Started by me4dtrade December 7, 2011
Hi everyone,

I have a question about DFT.

Let's say the DFT's outputs are F(m). As we all know the m in the DFT
equation is an integer (bin number). My question is: Can I turn this
integer m to a floating point number? My point is, if I want to do a
1024 point DFT, and just want to examine a specific range of
frequencies (e.g. m = 50 - 51), instead of calculating m[0, 1023], can
I do m[50.000, 50.001, 50.002, .... 51.000], so I may get a very high
frequency resolution? Or it is equivalent to an interpolation?

From the equation of continuous FT, DFT's m is FT's  f, the frequency.
So turning m to a floating point number seems to be reasonable. Isn't
it?

Thanks in advance.

On 8 Des, 00:34, me4dtrade <me4dtr...@gmail.com> wrote:
> Hi everyone, > > I have a question about DFT. > > Let's say the DFT's outputs are F(m). As we all know the m in the DFT > equation is an integer (bin number). My question is: Can I turn this > integer m to a floating point number? My point is, if I want to do a > 1024 point DFT, and just want to examine a specific range of > frequencies (e.g. m =3D 50 - 51), instead of calculating m[0, 1023], can > I do m[50.000, 50.001, 50.002, .... 51.000], so I may get a very high > frequency resolution?

Aim of the exercise: Carry on the DFT forum thread from its last line, writing what comes next.

Collected material:

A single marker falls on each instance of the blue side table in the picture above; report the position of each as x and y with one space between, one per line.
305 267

Result of this exercise:
No. The DFT distributes the coefficients evenly around the unit circle in Z domain.
> Or it is equivalent to an interpolation?
I have no idea. The rule of thumb is that you need N samples to get 1/N resolution on the unit circle in Z domain. There are certain versions of the FFT that computes only a limited number of DFT coefficients, if you only are interested in a small bandwidth. But you still need N data points to get 1/N resolution.
> From the equation of continuous FT, DFT's m is FT's =A0f, the frequency. > So turning m to a floating point number seems to be reasonable. Isn't > it?
The DFT and the FT are two different things. Look at the formule> One is an integral while the other is a sum. Rune
me4dtrade <me4dtrade@gmail.com> wrote:

> I have a question about DFT.
> Let's say the DFT's outputs are F(m). As we all know the m in the DFT > equation is an integer (bin number). My question is: Can I turn this > integer m to a floating point number?
You can do a change of variables, changing the units of frequency...
> My point is, if I want to do a > 1024 point DFT, and just want to examine a specific range of > frequencies (e.g. m = 50 - 51), instead of calculating m[0, 1023], can > I do m[50.000, 50.001, 50.002, .... 51.000], so I may get a very high > frequency resolution? Or it is equivalent to an interpolation?
In that case, it is interpolation. The DFT of 1024 points is the 1024 unknowns in 1024 equations. You can't get more out than you put in, except by interpolation.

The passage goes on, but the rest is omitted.